WHAT YOU SHOULD DO ->
The entries below are to be reproduced exactly, with their pictures omitted.

Image-grounded pointing data ->
>>>>
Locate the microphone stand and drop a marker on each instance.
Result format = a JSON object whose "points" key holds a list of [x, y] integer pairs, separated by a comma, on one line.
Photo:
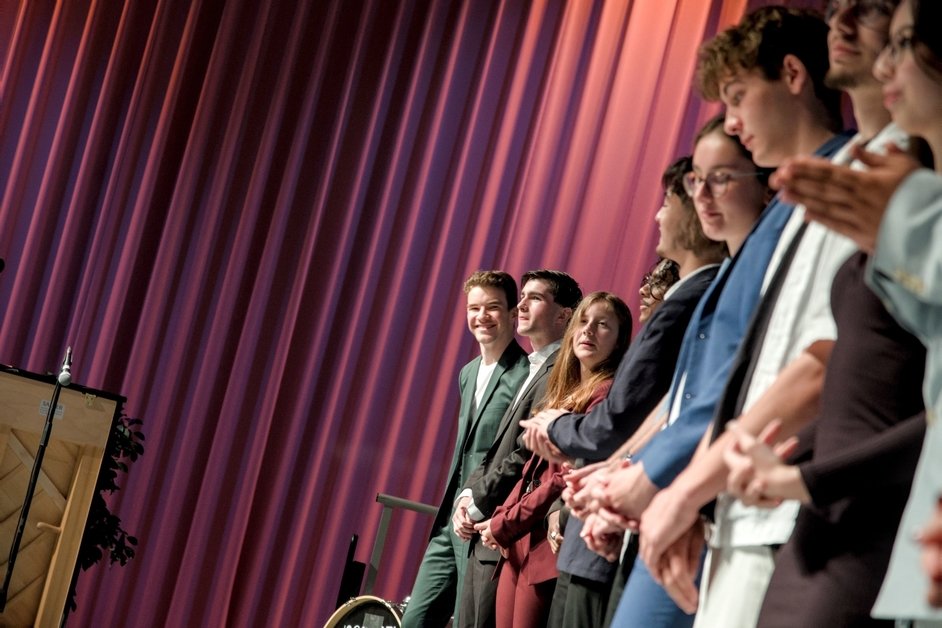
{"points": [[64, 379]]}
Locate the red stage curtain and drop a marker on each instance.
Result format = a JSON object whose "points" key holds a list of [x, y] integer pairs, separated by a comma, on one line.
{"points": [[254, 219]]}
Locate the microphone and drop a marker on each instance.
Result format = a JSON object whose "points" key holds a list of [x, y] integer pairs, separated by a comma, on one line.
{"points": [[65, 375]]}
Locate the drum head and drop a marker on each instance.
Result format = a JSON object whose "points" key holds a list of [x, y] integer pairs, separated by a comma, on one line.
{"points": [[366, 611]]}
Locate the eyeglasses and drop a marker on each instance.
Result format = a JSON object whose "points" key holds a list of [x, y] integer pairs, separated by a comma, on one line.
{"points": [[867, 12], [898, 44], [716, 182]]}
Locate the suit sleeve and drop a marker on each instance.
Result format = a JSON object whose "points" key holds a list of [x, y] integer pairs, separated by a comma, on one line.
{"points": [[906, 267], [643, 378], [885, 459], [671, 449], [489, 488]]}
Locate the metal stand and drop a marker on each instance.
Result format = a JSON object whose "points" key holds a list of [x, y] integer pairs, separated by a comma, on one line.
{"points": [[389, 502], [64, 379]]}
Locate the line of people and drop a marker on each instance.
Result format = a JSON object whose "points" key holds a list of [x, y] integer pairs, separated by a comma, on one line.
{"points": [[748, 459]]}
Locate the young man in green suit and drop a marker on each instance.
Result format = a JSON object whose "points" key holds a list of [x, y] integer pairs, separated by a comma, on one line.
{"points": [[487, 385]]}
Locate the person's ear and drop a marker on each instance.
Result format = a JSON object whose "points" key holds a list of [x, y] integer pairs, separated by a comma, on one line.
{"points": [[794, 74]]}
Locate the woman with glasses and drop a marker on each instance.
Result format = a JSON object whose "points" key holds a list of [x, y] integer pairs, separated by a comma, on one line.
{"points": [[894, 211], [728, 189], [729, 194]]}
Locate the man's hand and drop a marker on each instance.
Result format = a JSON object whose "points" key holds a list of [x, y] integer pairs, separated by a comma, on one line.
{"points": [[553, 532], [666, 520], [758, 475], [487, 537], [461, 521], [628, 491], [579, 484], [931, 539], [851, 202], [536, 434], [676, 570], [602, 537]]}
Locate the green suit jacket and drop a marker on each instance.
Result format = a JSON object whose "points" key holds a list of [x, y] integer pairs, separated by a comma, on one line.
{"points": [[478, 430]]}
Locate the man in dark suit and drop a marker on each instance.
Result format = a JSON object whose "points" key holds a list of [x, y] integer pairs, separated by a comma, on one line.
{"points": [[487, 386], [642, 380], [546, 305]]}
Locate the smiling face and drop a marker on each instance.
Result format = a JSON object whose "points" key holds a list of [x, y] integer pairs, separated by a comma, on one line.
{"points": [[730, 217], [913, 97], [539, 317], [595, 336], [489, 318]]}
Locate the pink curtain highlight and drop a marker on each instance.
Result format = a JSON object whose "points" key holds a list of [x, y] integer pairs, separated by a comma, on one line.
{"points": [[253, 219]]}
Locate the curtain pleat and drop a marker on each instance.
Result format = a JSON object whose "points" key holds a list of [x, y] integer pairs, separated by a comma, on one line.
{"points": [[254, 220]]}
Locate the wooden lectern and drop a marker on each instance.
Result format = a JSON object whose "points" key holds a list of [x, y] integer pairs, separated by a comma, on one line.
{"points": [[48, 553]]}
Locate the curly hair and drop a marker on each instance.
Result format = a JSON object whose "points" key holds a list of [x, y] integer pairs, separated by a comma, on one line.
{"points": [[493, 279], [761, 41]]}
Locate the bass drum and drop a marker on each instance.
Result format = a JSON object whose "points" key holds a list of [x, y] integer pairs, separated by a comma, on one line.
{"points": [[366, 611]]}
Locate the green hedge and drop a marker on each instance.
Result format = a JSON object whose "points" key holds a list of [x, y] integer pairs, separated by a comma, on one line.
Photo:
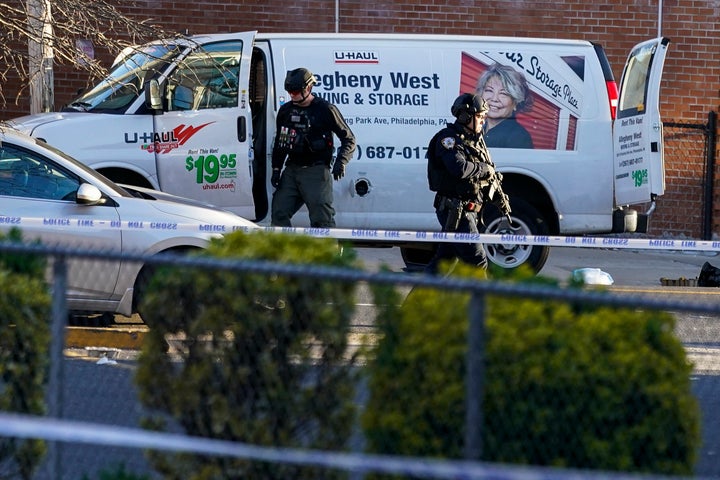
<<<<
RESPONSE AREA ->
Locate the microphone stand and drop a marker on each instance.
Result format = a JSON object whose "points" key holds a list of [x, y] integer pairs, separated by a comma, on one line.
Photo:
{"points": [[64, 379]]}
Locate the red stage curtain and drop a marker on each instance.
Result format = a JSON object whose "points" key holds a list of [x, y] integer pairs, separated by a comma, on one line.
{"points": [[254, 219]]}
Locate the microphone and drop a marker on each instance.
Result format = a JSON object whose "points" key holds a list of [x, y] integer pairs, separated by a comma, on one line.
{"points": [[65, 375]]}
Locate the drum head and drop a marker on each instance.
Result format = a JSON object whose "points" key holds a list of [x, y] integer pairs, separated by a comma, on one line.
{"points": [[366, 611]]}
Locate the eyeglasses and drop a marker on each instance.
Result format = a JSON object whose "points" key holds a list of [x, y] integer pairs, separated by a comma, on one line.
{"points": [[867, 12], [898, 44], [716, 182]]}
Locate the suit sleeve and drop a marker on each instance.
Result format = a JSON object whose "points" key holds a list of [x, y] integer pairs, separated by a comma, on one line.
{"points": [[906, 267], [643, 378], [885, 459], [671, 449], [489, 488]]}
Locate the metal stand and drop a marker on each instance.
Result format = a JSON object whose "points" key holds a list of [x, y] integer pairs, separated by a comma, on one line.
{"points": [[389, 502], [64, 379]]}
Locate the line of people and drop a marker on each instance.
Result format = a JSON object whose "points" key holds a list of [x, y] integer pairs, separated by a comma, on one line.
{"points": [[748, 459]]}
Locate the young man in green suit and drop a marker on each instance.
Result format = a JSON object whose "points" key holds a list of [x, y] integer pairs, separated by a comma, on one line.
{"points": [[487, 385]]}
Locate the person's ear and drop a marker on each instance.
Result format = a JSON object whose "points" key holds a list of [x, y] integer pairs, separated by a comma, on one line.
{"points": [[794, 74]]}
Locate the woman with glasses and drop a marker on each instance.
Result format = a JSON object whose "points" key holds a list of [x, y] integer pairs, separated by a comma, on one line.
{"points": [[894, 211], [728, 189], [729, 194]]}
Locate the man's hand and drop a marker on each instance.
Result format = a JSON object whose "points" key holds a list of [x, y] integer pairs, separated by a comma, on one line.
{"points": [[553, 532], [666, 520], [758, 475], [487, 537], [461, 521], [628, 491], [579, 484], [931, 539], [851, 202], [536, 434], [676, 570], [602, 537]]}
Locate the green suit jacket and drop a marker on each instance.
Result format = a JSON object whose "points" key holds a list of [x, y] integer pairs, separated by a comma, on one line.
{"points": [[478, 430]]}
Locate the man in dark suit and drop a marker on each instance.
Result format = a JSON object whose "points" key holds a list of [x, y] integer pairs, separated by a comma, on one line.
{"points": [[487, 386], [642, 380], [546, 305]]}
Locate the smiling face and drop a marker on each instance.
Result format = a JSON object whose "points" key holds a list of [x, y] integer pairs, separated by a comma, on one line.
{"points": [[730, 217], [913, 97], [539, 317], [595, 336], [489, 318]]}
Locate the pink curtain highlight and drop a marker on each instance.
Result format = a JSON object whose "points" key holds a list of [x, y] integer pairs, separated by a comma, on one line.
{"points": [[253, 219]]}
Locate the curtain pleat and drop a marker on each instance.
Result format = a JSON object whose "points" key holds a list of [x, y] integer pairs, separated by a comma, on one line.
{"points": [[254, 220]]}
Locate the wooden lectern and drop a marker on each instance.
Result format = a JSON object whose "points" key holds a list of [x, y] integer pairs, separated by a comma, on one line.
{"points": [[48, 553]]}
Locate the curly hair and drop a marker on each instance.
Result format = a JSON object whose "points" key holds a list of [x, y] integer pairs, separated by a comma, on one line.
{"points": [[493, 279], [761, 41]]}
Locate the bass drum and drop a marker on each instance.
Result format = a JSON object whose "points" key holds a list of [x, y] integer pairs, separated by a comma, on one line.
{"points": [[366, 611]]}
Locate the green hedge and drop a marker on each instance.
Result format = a JSON object whose "points" key holds a list of [x, y] integer pairs, separated by a comma, on one line.
Photo:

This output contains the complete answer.